### Task
All of the records below should be output exactly.
++++++++
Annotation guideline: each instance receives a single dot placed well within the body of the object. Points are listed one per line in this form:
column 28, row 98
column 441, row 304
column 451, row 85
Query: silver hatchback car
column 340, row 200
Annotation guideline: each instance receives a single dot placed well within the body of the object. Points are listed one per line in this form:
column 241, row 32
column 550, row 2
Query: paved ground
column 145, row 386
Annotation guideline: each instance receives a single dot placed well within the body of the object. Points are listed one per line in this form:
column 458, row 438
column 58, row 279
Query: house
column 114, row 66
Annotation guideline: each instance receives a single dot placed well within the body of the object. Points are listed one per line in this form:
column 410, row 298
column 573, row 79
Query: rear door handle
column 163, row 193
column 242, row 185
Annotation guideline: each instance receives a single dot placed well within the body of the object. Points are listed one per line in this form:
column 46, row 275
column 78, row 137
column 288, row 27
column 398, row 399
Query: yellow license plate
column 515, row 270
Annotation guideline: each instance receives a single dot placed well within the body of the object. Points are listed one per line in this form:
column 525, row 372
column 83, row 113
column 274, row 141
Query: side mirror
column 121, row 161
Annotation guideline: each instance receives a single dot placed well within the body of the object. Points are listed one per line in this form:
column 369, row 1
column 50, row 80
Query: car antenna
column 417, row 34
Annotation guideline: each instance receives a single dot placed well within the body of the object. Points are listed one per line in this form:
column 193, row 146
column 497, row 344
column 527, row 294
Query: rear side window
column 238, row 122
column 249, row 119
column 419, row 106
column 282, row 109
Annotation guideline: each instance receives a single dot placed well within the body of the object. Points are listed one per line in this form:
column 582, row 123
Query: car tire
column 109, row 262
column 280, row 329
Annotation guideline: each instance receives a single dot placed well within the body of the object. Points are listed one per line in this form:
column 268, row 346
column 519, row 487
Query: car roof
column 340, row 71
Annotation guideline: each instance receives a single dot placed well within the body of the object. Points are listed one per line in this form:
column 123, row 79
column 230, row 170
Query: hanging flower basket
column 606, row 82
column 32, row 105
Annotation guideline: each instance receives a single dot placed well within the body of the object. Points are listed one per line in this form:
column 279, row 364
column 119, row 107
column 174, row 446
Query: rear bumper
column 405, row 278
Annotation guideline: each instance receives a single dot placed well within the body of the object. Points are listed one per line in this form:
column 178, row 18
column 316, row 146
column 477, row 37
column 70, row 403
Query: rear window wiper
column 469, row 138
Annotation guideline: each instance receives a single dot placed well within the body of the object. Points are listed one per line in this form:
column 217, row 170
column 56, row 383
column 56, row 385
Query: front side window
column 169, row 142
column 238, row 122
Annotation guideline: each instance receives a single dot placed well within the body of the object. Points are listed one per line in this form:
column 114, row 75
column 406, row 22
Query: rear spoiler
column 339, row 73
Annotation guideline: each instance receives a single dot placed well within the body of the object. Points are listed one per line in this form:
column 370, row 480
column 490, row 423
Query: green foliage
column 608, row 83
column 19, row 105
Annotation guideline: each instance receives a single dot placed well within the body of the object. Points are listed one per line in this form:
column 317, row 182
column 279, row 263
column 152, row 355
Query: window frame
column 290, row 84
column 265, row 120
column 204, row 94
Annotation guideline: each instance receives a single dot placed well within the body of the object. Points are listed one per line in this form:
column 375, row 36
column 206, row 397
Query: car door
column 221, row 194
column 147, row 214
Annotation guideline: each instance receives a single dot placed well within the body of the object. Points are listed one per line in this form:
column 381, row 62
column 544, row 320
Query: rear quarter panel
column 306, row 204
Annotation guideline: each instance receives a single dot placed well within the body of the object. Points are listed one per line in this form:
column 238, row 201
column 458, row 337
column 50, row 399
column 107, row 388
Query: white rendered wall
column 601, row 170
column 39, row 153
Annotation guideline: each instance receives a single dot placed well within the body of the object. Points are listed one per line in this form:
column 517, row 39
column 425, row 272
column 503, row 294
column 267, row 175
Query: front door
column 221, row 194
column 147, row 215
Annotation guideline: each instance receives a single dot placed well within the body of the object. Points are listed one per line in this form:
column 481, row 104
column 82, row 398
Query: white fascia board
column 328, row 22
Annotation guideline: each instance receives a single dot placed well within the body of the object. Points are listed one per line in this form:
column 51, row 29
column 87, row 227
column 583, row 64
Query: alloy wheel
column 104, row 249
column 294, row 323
++++++++
### The completed task
Annotation guideline: each instance receives a single dot placed well within the body of the object. Points are listed one per line in this form:
column 28, row 98
column 441, row 304
column 451, row 85
Query: silver hatchback car
column 340, row 200
Annotation guideline: each instance receives a single dot placed well within the body of the object. Points are listed one per line in this form:
column 241, row 32
column 550, row 2
Query: paved ground
column 145, row 386
Annotation guideline: each instance receives a single dot placed well within the body of the object. Points are listed one per line in this form:
column 458, row 438
column 58, row 279
Query: house
column 114, row 66
Annotation guideline: each instance receives a single dot placed well within the body of the object. Points are listed one per line in this form:
column 410, row 298
column 573, row 79
Query: rear door handle
column 163, row 193
column 242, row 185
Annotation guideline: each instance receives a single dot placed well within the body of the object. Points are listed one per line in this form:
column 46, row 275
column 78, row 137
column 288, row 27
column 398, row 399
Query: yellow license plate
column 515, row 270
Annotation guideline: each instance receives a single dot placed well within the body of the object. Points are listed one per line in this form:
column 525, row 372
column 83, row 113
column 274, row 141
Query: side mirror
column 121, row 161
Annotation guideline: each instance receives a single dot placed well within the body of the object. Points are listed one per line in this form:
column 369, row 1
column 50, row 80
Query: car antenna
column 417, row 34
Annotation guideline: each instance receives a single dot placed well within the body of the object. Points are listed one per line in this form:
column 193, row 146
column 497, row 344
column 527, row 294
Query: rear side window
column 238, row 122
column 249, row 119
column 419, row 106
column 282, row 109
Annotation guideline: each instance receives a single dot placed well within the body of the object. Points are listed one per line in this form:
column 582, row 123
Query: car tire
column 109, row 262
column 280, row 329
Annotation guideline: each instance receives a single dot placed well within the body of the object. Points are listed one per line in this form:
column 268, row 346
column 519, row 487
Query: car roof
column 340, row 71
Annotation guideline: each instance receives a single dot placed well within the body of the object. Points are listed one per line in this form:
column 123, row 79
column 230, row 170
Query: hanging flower basket
column 606, row 82
column 32, row 105
Annotation guideline: each instance receives a single dot placed well within the body of the object. Points are listed one per line in this form:
column 279, row 364
column 119, row 107
column 174, row 446
Query: rear bumper
column 405, row 278
Annotation guideline: each instance receives a single dot placed well within the body of the object. Points are listed one per line in this form:
column 178, row 18
column 316, row 146
column 477, row 37
column 70, row 403
Query: rear window wiper
column 469, row 138
Annotation guideline: each instance receives a single dot placed well within the body of the object. Points are listed one per line in this form:
column 217, row 170
column 56, row 383
column 56, row 385
Query: front side window
column 169, row 142
column 238, row 122
Annotation guideline: each instance receives a single dot placed well within the body of the object. Points are listed one per line in this form:
column 114, row 75
column 406, row 22
Query: rear spoiler
column 339, row 73
Annotation guideline: each instance receives a single dot placed well within the body of the object. Points are listed one per line in this form:
column 370, row 480
column 490, row 423
Query: green foliage
column 608, row 83
column 19, row 105
Annotation guideline: each instance receives a single dot placed well within the body of the object. Points are listed one per line in this form:
column 317, row 182
column 279, row 263
column 152, row 355
Query: window frame
column 290, row 84
column 265, row 120
column 204, row 94
Annotation guideline: each instance receives a single dot placed well within the body of the object. Points are listed one per line in this form:
column 375, row 36
column 206, row 397
Query: car door
column 221, row 194
column 147, row 214
Annotation guideline: each instance receives a single dot placed well within the body of the object. Points are listed one per line in this form:
column 381, row 62
column 544, row 320
Query: rear quarter panel
column 306, row 204
Annotation guideline: each instance receives a single dot placed well within the body of the object. Points are listed one per line in this form:
column 238, row 201
column 458, row 337
column 50, row 399
column 107, row 388
Query: white rendered wall
column 601, row 170
column 39, row 153
Annotation guideline: each instance receives a single dot placed well within the body of the object. Points are listed one per line in this form:
column 517, row 39
column 425, row 272
column 503, row 294
column 267, row 175
Query: front door
column 221, row 194
column 147, row 215
Annotation guideline: each instance receives a single dot placed well within the body of the object. Points are listed one per line in this form:
column 481, row 104
column 82, row 398
Query: white fascia board
column 328, row 22
Annotation guideline: each instance receives a single dot placed well within the body of the object. Points are listed one per line in this form:
column 51, row 29
column 87, row 227
column 583, row 64
Query: alloy wheel
column 104, row 249
column 294, row 323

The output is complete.